Problem requirements: With spelling and spacing unchanged, write out each line of the material.

Material for this exercise:
-*-

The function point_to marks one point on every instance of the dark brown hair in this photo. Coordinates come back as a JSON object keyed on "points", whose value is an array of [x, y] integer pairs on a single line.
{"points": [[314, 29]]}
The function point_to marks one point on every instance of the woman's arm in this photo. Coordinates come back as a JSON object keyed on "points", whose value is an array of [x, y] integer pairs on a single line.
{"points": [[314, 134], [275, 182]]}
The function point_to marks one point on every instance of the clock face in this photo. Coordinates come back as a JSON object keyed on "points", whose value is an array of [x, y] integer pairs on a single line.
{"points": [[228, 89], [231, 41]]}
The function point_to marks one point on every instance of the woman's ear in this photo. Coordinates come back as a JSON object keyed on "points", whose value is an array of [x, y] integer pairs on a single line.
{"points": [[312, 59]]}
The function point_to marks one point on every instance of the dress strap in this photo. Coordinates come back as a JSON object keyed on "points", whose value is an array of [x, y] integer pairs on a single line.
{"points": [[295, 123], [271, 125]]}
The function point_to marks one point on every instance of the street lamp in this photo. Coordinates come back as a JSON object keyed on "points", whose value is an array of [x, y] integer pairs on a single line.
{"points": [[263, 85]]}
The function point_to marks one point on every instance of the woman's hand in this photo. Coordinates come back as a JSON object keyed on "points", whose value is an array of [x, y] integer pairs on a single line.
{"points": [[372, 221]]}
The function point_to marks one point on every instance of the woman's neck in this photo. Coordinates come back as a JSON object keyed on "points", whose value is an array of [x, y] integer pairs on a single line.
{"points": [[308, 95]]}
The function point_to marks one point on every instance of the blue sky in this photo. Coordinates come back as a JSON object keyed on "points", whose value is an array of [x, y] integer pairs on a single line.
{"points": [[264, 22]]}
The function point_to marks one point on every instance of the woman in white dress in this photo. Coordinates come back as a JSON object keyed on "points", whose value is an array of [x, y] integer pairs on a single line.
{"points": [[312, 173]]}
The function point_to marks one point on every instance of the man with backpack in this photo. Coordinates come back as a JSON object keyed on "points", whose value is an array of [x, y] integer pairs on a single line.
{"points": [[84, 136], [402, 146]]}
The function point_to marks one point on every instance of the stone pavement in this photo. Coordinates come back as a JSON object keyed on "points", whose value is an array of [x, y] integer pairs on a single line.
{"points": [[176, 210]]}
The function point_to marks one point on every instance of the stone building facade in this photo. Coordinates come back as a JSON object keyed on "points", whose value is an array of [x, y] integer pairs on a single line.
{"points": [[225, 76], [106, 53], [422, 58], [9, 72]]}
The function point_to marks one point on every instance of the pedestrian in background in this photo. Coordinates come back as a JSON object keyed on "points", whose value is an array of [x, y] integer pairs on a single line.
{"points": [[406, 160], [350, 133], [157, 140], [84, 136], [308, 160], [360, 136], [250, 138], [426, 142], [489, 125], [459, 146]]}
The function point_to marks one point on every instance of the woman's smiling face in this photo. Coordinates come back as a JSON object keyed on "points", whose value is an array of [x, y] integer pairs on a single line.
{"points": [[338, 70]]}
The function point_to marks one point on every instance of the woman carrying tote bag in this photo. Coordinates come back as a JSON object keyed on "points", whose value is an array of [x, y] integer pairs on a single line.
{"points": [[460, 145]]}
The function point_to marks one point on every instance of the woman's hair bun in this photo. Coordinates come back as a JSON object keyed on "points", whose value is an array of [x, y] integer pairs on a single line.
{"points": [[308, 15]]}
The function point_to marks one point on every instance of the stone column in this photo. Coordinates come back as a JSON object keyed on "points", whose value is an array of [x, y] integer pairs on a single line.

-*-

Solution to this exercise:
The function point_to marks one point on every instance of the dark brown hair in this photo. Coordinates come back as a JSON object keyed on "points", whose value is an array of [x, y] integer pairs on a single line.
{"points": [[314, 29]]}
The function point_to marks one point on every instance of the woman's arm in this photo. Coordinates come back as a JSON object keyed on "points", whose value is an array of [x, y] integer pairs on a single line.
{"points": [[314, 134], [275, 182]]}
The function point_to marks one point on every instance of the clock face in this photo. Coordinates come back as a JSON object keyed on "points", whose value is an array of [x, y] integer pairs on a single line.
{"points": [[228, 89], [231, 41]]}
The function point_to marks one point on every instance of the woman's ear in this photo. Coordinates come back as a JSON object keyed on "points", whose value is an array of [x, y] integer pairs on a single line.
{"points": [[312, 59]]}
The function point_to marks one point on every instance of the dress strap in this photo. Coordinates come back as a JSON object keyed on "points", whose value is an array of [x, y] integer pairs on a single line.
{"points": [[295, 123], [271, 125]]}
The function point_to marks one point on every instance of the street lamp in this photo. Coordinates come back as a JSON object keyed on "points", whose value is an array of [x, y] integer pairs on a single line.
{"points": [[263, 85]]}
The function point_to marks one point on every instance of the woman's hand in this photo. Coordinates come back as a JSON object keyed on "points", whose value is an array of [x, y] integer pairs on a single line.
{"points": [[372, 221]]}
The function point_to marks one point on every instance of the woman's neck in this photo. Coordinates come back as a JSON object keyed on "points", whose value is an array of [x, y] integer pairs on a single line.
{"points": [[308, 95]]}
The function point_to marks one point on every instance of the blue sky in this photo. Coordinates come back as a JSON object keyed on "points", whose value is an array of [x, y] integer pairs on a single line.
{"points": [[264, 22]]}
The function point_to marks one point on every instance of the woman in white dress in this photo. Coordinates come back as a JSON object keyed on "points", whose value is an array of [x, y] integer pairs on a single line.
{"points": [[312, 173]]}
The function point_to marks one point on every instance of the man with backpack in this photo. Coordinates come back as a JSON object keyed on "points", whose value is an array of [x, y] integer pairs on a single line.
{"points": [[84, 136], [402, 146]]}
The function point_to marks one point on every instance of the stone pavement in this photo. Coordinates come back as a JSON object keyed on "points", whose value is an array of [x, y] integer pairs on a single line.
{"points": [[176, 210]]}
The function point_to marks one point on every instance of the stone building facade in this photo. Coordinates come back as a JSON object keyed on "points", whose value is an array of [x, y] integer pairs on a single line.
{"points": [[225, 76], [106, 53], [422, 58], [9, 72]]}
The function point_to marks one point on every instance of the pedestrian in background in this photo. Coordinates come back as a JSON object keyed on "points", whose value is an array of [x, y] integer pairs on a single line.
{"points": [[406, 160], [350, 133], [157, 140], [84, 136], [308, 160], [360, 136], [250, 138], [426, 142], [489, 125], [459, 146]]}
The function point_to marks one point on every instance of the woman's smiling face in this photo. Coordinates come back as a JSON object keyed on "points", whose value is an array of [x, y] integer pairs on a single line.
{"points": [[338, 70]]}
The function point_to marks one point on every instance of the woman carrying tote bag in this photo. Coordinates come back as a JSON object keyed on "points", whose value is an array of [x, y] integer pairs on a single line.
{"points": [[460, 145]]}
The function point_to marks one point on every instance of the woman's hair bun in this photo. Coordinates come back as a JSON object keyed on "points", whose value is an array of [x, y] integer pairs on a single line.
{"points": [[308, 15]]}
The function point_to marks one point on every instance of the stone column in this photo. Coordinates come back as a JSON object keyed on "points", whose value is an array of [x, y] integer pairs on a single line.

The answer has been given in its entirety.